Starting at the line below that contains "the bee wing", print each line through the end of the records exactly as it appears.
** Begin **
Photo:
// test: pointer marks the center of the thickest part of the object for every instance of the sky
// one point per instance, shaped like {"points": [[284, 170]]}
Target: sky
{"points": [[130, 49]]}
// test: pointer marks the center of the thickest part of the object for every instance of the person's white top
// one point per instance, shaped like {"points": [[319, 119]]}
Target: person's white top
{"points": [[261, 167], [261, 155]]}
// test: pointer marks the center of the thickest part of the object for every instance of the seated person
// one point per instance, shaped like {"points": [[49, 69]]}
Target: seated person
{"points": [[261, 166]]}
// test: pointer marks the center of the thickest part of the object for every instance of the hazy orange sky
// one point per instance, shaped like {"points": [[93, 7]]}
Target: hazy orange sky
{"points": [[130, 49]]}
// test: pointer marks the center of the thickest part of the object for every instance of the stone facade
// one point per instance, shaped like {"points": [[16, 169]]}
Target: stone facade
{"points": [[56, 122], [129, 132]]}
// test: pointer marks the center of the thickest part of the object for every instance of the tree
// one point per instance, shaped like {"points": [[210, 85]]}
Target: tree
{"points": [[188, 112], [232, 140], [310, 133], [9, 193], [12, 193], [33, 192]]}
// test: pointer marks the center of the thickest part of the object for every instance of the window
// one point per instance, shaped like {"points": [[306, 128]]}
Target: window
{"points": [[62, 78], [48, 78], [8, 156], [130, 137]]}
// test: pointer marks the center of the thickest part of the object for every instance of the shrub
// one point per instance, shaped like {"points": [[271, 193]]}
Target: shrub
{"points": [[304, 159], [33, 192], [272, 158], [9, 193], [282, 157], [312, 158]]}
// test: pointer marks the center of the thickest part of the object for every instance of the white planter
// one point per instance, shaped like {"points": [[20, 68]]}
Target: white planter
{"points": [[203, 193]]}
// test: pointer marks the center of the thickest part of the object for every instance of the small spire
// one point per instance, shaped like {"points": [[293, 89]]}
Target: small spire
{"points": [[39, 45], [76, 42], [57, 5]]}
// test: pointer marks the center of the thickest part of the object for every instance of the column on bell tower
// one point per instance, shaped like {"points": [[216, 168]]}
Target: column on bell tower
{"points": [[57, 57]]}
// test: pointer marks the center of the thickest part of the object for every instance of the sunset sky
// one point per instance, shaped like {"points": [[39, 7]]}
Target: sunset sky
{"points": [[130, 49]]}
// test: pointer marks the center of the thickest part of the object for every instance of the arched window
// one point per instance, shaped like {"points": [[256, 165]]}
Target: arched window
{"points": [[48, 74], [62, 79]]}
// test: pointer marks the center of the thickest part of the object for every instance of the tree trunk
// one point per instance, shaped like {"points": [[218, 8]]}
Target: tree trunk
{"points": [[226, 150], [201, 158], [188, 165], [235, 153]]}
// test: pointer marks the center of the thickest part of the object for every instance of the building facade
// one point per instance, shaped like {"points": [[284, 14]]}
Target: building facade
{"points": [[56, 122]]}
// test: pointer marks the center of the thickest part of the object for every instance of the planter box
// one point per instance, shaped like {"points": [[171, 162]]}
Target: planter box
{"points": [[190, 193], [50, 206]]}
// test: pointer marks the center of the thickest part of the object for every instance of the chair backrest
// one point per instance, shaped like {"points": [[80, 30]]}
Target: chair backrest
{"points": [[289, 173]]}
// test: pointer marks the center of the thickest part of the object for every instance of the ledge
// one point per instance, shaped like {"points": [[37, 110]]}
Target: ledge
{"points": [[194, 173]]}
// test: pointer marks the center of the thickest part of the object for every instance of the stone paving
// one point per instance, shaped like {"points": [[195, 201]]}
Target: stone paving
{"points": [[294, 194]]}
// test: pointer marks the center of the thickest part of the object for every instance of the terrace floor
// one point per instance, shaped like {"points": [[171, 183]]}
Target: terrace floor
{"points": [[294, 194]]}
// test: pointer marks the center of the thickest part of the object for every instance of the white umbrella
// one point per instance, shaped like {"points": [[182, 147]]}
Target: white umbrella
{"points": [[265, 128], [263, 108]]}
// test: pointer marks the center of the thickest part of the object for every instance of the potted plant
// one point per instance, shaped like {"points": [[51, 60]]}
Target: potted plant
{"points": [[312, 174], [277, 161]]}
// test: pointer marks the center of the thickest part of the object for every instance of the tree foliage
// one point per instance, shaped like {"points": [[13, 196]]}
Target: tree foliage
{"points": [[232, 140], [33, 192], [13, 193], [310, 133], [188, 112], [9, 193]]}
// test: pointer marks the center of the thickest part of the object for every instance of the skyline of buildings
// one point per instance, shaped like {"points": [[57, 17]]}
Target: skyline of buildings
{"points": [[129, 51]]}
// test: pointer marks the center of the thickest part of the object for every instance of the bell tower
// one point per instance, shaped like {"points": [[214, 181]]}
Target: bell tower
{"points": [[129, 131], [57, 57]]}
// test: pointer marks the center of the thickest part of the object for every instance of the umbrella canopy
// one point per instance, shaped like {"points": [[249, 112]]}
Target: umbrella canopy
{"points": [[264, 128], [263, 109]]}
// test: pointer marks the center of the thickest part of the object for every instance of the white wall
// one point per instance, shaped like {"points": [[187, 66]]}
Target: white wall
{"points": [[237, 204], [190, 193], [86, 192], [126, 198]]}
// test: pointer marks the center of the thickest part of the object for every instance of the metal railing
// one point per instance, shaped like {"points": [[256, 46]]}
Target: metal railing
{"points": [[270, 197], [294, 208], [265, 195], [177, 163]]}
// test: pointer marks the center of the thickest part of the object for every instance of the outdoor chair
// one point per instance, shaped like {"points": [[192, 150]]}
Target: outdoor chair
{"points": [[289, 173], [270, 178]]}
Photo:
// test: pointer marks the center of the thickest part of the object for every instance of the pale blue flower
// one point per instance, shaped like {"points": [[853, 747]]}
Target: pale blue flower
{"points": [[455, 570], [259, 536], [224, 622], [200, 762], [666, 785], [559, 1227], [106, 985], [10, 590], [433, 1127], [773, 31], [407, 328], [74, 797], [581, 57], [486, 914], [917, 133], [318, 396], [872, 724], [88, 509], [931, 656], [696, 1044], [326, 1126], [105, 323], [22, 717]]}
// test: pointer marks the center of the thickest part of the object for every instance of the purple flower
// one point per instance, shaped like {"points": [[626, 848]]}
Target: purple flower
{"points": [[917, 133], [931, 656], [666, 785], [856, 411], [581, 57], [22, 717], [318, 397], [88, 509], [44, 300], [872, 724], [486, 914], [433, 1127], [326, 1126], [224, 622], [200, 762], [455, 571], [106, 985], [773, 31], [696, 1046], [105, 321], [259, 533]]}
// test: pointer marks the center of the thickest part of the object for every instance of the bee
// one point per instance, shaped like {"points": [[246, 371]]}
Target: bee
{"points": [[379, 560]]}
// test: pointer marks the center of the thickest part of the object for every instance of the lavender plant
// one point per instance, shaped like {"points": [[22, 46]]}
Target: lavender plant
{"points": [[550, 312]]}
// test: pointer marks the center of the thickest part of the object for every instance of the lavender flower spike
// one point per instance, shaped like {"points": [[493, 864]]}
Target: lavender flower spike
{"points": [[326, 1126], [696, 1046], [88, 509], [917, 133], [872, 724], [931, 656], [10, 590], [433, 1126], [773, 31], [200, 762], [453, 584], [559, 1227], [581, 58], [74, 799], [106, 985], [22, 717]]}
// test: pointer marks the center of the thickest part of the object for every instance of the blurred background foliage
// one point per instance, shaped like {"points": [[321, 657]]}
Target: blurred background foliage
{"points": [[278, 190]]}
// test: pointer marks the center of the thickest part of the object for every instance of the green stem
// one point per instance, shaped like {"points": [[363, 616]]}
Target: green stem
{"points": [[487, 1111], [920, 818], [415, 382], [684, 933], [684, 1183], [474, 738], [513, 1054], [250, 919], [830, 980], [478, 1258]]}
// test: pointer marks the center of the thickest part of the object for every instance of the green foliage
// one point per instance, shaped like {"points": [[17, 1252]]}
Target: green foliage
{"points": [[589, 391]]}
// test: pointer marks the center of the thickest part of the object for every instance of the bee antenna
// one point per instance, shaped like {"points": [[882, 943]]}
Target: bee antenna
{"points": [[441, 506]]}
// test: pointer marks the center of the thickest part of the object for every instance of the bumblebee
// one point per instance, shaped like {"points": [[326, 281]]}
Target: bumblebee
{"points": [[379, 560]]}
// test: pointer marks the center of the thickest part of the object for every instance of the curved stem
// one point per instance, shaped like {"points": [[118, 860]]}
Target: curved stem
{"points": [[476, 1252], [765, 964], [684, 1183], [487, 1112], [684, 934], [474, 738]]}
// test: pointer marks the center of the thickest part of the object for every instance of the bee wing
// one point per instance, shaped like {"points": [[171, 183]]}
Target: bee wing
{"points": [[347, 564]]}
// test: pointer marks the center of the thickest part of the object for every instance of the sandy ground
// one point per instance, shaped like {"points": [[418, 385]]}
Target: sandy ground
** End **
▶ _Result of the task_:
// test: pointer marks the center of the thickest part of the object for every instance of the bee wing
// one point per instance, shaped like {"points": [[171, 183]]}
Target: bee wing
{"points": [[347, 564]]}
// test: pointer marks the center of the thickest part of the object for every instance of the sandy ground
// one point per instance, shaped like {"points": [[418, 385]]}
Target: sandy ground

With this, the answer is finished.